Task description
What appears in the data must be reproduced exactly.
══════════════════════════════
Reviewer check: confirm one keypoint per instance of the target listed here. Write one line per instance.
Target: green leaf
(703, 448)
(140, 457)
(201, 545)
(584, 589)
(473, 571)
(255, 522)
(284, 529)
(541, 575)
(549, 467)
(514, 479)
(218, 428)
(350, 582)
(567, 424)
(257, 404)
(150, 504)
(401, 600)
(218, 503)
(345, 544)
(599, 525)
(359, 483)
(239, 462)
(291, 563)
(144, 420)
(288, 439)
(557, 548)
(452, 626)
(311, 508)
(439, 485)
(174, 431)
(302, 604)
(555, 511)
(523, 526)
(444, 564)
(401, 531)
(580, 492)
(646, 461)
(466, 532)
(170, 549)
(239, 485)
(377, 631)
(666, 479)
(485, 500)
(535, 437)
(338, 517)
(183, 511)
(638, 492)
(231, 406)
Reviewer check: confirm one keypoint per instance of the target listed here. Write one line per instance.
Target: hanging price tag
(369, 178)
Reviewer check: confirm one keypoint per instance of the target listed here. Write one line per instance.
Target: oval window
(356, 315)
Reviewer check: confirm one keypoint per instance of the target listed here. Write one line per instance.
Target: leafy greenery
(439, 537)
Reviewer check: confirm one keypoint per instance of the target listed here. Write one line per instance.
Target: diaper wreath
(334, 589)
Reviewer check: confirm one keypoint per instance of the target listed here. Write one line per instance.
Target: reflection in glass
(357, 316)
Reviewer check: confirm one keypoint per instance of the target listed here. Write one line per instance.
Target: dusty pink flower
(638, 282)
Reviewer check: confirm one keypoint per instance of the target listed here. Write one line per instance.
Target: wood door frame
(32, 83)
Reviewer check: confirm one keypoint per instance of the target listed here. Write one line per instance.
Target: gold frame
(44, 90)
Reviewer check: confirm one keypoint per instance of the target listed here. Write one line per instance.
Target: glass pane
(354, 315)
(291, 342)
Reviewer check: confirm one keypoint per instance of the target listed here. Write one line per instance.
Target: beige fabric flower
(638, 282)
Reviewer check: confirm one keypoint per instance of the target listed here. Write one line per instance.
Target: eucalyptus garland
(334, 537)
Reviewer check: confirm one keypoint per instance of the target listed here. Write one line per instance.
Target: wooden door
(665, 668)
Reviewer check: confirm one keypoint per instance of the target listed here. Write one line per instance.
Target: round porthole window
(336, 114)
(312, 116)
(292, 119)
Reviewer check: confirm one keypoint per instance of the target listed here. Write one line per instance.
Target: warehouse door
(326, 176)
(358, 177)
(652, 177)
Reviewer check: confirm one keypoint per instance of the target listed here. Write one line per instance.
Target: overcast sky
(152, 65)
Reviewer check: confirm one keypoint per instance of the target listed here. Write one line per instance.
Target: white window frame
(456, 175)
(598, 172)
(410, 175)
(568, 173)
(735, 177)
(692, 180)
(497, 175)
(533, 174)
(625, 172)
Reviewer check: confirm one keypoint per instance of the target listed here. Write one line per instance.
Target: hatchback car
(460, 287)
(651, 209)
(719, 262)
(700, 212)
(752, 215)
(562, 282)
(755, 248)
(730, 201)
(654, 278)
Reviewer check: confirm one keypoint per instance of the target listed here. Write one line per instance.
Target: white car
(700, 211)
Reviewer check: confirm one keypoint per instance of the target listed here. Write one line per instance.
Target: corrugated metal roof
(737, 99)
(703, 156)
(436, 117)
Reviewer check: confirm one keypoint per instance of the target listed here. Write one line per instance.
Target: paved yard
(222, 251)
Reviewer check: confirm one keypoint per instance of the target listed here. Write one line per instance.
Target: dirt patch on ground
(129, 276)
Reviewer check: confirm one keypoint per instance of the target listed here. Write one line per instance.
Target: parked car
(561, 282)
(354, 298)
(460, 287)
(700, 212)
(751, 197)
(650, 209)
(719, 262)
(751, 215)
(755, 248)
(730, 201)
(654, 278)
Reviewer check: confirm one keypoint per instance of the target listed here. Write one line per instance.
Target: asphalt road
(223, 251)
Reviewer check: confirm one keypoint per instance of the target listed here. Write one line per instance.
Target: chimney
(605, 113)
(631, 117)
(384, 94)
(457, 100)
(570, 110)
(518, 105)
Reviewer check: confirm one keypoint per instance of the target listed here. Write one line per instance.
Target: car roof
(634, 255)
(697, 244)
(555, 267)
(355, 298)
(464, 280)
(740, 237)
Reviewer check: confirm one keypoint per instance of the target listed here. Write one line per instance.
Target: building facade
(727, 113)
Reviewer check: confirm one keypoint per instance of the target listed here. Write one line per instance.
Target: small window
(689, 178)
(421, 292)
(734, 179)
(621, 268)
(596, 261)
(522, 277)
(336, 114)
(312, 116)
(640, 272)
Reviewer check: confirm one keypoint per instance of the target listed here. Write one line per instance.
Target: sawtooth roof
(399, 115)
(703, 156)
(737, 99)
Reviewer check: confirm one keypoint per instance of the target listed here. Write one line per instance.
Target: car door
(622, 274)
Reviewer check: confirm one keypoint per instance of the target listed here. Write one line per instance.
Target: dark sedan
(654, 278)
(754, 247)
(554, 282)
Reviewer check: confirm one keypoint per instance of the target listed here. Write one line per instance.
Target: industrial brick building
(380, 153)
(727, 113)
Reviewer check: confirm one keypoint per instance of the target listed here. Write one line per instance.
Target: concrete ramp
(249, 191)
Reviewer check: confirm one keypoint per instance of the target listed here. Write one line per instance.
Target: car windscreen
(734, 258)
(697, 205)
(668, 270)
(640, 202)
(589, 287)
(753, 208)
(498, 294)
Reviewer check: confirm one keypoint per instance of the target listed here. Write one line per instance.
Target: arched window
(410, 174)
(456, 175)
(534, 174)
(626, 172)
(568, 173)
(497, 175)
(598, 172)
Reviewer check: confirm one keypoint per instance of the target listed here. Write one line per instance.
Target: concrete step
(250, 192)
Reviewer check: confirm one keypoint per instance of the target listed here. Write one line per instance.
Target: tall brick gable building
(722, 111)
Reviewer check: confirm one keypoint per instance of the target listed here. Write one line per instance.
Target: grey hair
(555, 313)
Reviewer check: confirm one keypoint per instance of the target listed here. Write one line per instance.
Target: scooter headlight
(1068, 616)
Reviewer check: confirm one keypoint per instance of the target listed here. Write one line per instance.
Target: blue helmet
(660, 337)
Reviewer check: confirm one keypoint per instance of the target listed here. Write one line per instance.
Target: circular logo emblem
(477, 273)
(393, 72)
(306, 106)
══════════════════════════════
Result below
Reviewer check: confirm one keypoint per instance of the target listed here. Write one line per instance.
Target: green leaf
(703, 448)
(140, 457)
(201, 545)
(584, 589)
(473, 571)
(255, 522)
(284, 529)
(541, 575)
(549, 467)
(514, 479)
(218, 428)
(350, 582)
(567, 424)
(257, 404)
(150, 504)
(401, 600)
(218, 503)
(345, 544)
(599, 525)
(359, 483)
(239, 462)
(291, 563)
(144, 420)
(288, 439)
(557, 548)
(452, 626)
(311, 508)
(439, 485)
(174, 431)
(302, 604)
(555, 511)
(523, 526)
(444, 564)
(401, 531)
(580, 492)
(646, 461)
(466, 532)
(170, 549)
(239, 485)
(377, 631)
(666, 479)
(485, 500)
(535, 437)
(338, 517)
(183, 511)
(638, 492)
(231, 406)
Reviewer check: confirm one keypoint per instance of the target listed here. Write one line per instance.
Target: hanging price tag
(369, 178)
Reviewer check: confirm one keypoint per instance of the target listed here. Write one line per instance.
Target: oval window
(356, 315)
Reviewer check: confirm one keypoint per instance of the target listed here. Write one line per instance.
Target: leafy greenery
(439, 537)
Reviewer check: confirm one keypoint per instance of the target listed here. Write one line per instance.
Target: diaper wreath
(334, 589)
Reviewer check: confirm one keypoint per instance of the target listed here. Write one line per instance.
Target: reflection in glass
(357, 316)
Reviewer check: confirm one keypoint per instance of the target listed here. Write one line per instance.
Target: dusty pink flower
(638, 282)
Reviewer check: confirm one keypoint per instance of the target listed here. Write one line per instance.
Target: wood door frame
(32, 83)
Reviewer check: confirm one keypoint per instance of the target listed here. Write one line per instance.
Target: gold frame
(44, 90)
Reviewer check: confirm one keypoint per instance of the target listed here. Write one line per instance.
Target: glass pane
(354, 315)
(291, 342)
Reviewer check: confirm one keypoint per instance of the target listed here. Write one line per instance.
Target: beige fabric flower
(638, 282)
Reviewer check: confirm one keypoint per instance of the target listed here. Write one line per instance.
Target: eucalyptus garland
(334, 537)
Reviewer check: confirm one keypoint per instance of the target listed here. Write one line per instance.
Target: wooden door
(665, 668)
Reviewer check: confirm one keypoint per instance of the target listed here. Write one line per instance.
Target: round porthole window
(336, 114)
(312, 116)
(292, 119)
Reviewer check: confirm one keypoint per instance of the target listed here. Write one line per instance.
Target: warehouse door
(326, 176)
(358, 177)
(652, 177)
Reviewer check: confirm one keypoint per instance of the target listed here. Write one line per instance.
Target: overcast sky
(152, 65)
Reviewer check: confirm one keypoint per instance of the target listed here. Write one line per instance.
Target: white window frame
(456, 175)
(598, 172)
(410, 175)
(568, 173)
(735, 177)
(692, 180)
(497, 175)
(533, 174)
(625, 172)
Reviewer check: confirm one keypoint per instance of the target listed here. Write one line per instance.
Target: hatchback car
(460, 287)
(651, 209)
(719, 262)
(700, 212)
(752, 215)
(562, 282)
(755, 248)
(730, 201)
(654, 278)
Reviewer check: confirm one keypoint per instance of the target listed here. Write one line per instance.
Target: white car
(700, 211)
Reviewer check: confirm one keypoint per instance of the target listed here. Write one line per instance.
Target: corrugated metal roof
(737, 99)
(703, 156)
(436, 117)
Reviewer check: confirm one keypoint per instance of the target listed here. Write one line per instance.
Target: paved yard
(222, 251)
Reviewer check: confirm one keypoint per instance of the target listed here. Write one line per instance.
Target: dirt patch on ground
(129, 276)
Reviewer check: confirm one keypoint per instance of the target listed here. Write one line per instance.
Target: parked car
(561, 282)
(354, 298)
(460, 287)
(700, 212)
(751, 197)
(650, 209)
(719, 262)
(751, 215)
(755, 248)
(730, 201)
(654, 278)
Reviewer check: confirm one keypoint per instance of the target listed here. Write one line per instance.
Target: asphalt road
(223, 251)
Reviewer check: confirm one keypoint per instance of the target listed here. Write one line per instance.
Target: chimney
(605, 113)
(631, 117)
(384, 94)
(457, 100)
(570, 110)
(518, 105)
Reviewer check: confirm one keypoint per instance of the target listed here. Write one line per instance.
Target: car roof
(634, 255)
(697, 244)
(555, 267)
(355, 298)
(464, 280)
(740, 237)
Reviewer check: confirm one keypoint per instance of the target listed here. Write one line per instance.
Target: building facade
(727, 113)
Reviewer check: confirm one keypoint per instance of the target listed here. Write one line per instance.
Target: small window
(689, 178)
(421, 292)
(734, 179)
(621, 268)
(596, 261)
(522, 277)
(336, 114)
(312, 116)
(640, 272)
Reviewer check: confirm one keypoint per instance of the target listed here. Write one line per instance.
Target: sawtooth roof
(399, 115)
(703, 156)
(737, 99)
Reviewer check: confirm one keypoint per instance of the target listed here. Write one line per instance.
Target: car door
(622, 274)
Reviewer check: confirm one keypoint per instance of the target listed here. Write one line per instance.
Target: dark sedan
(654, 278)
(754, 247)
(554, 282)
Reviewer check: confirm one keypoint per instance of the target listed here. Write one line per instance.
Target: industrial brick building
(380, 153)
(727, 113)
Reviewer check: confirm one keypoint per instance of the target listed here. Write one line per instance.
Target: concrete ramp
(249, 191)
Reviewer check: confirm one keypoint per instance of the target listed here. Write one line per instance.
Target: car windscreen
(734, 258)
(697, 205)
(668, 270)
(640, 202)
(589, 287)
(753, 208)
(498, 294)
Reviewer check: confirm one keypoint per instance of the target listed here. Write one line per instance.
Target: arched window
(410, 174)
(456, 175)
(534, 174)
(626, 172)
(568, 173)
(497, 175)
(598, 172)
Reviewer check: confirm one keypoint per instance of the target listed here. Write one line per instance.
Target: concrete step
(250, 192)
Reviewer check: confirm one keypoint per instance of the target listed here. Write one line per instance.
Target: tall brick gable building
(722, 111)
Reviewer check: confirm one keypoint per instance of the target listed here. Write one line per instance.
Target: grey hair
(555, 313)
Reviewer check: confirm one keypoint per instance of the target listed here. Write one line per instance.
Target: scooter headlight
(1068, 616)
Reviewer check: confirm one keypoint per instance of the target listed here. Write one line per instance.
Target: blue helmet
(660, 337)
Reviewer check: confirm one keypoint per instance of the target listed here. Write one line per instance.
Target: circular logo emblem
(477, 273)
(393, 72)
(306, 106)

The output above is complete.